● Description of the task
Search the records for the string "instance", and show each line where it appears.

------ Material provided ------

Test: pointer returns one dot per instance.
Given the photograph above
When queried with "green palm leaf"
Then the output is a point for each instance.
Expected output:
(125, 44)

------

● Task solution
Test: pointer returns one dot per instance.
Then the output is a point for each instance.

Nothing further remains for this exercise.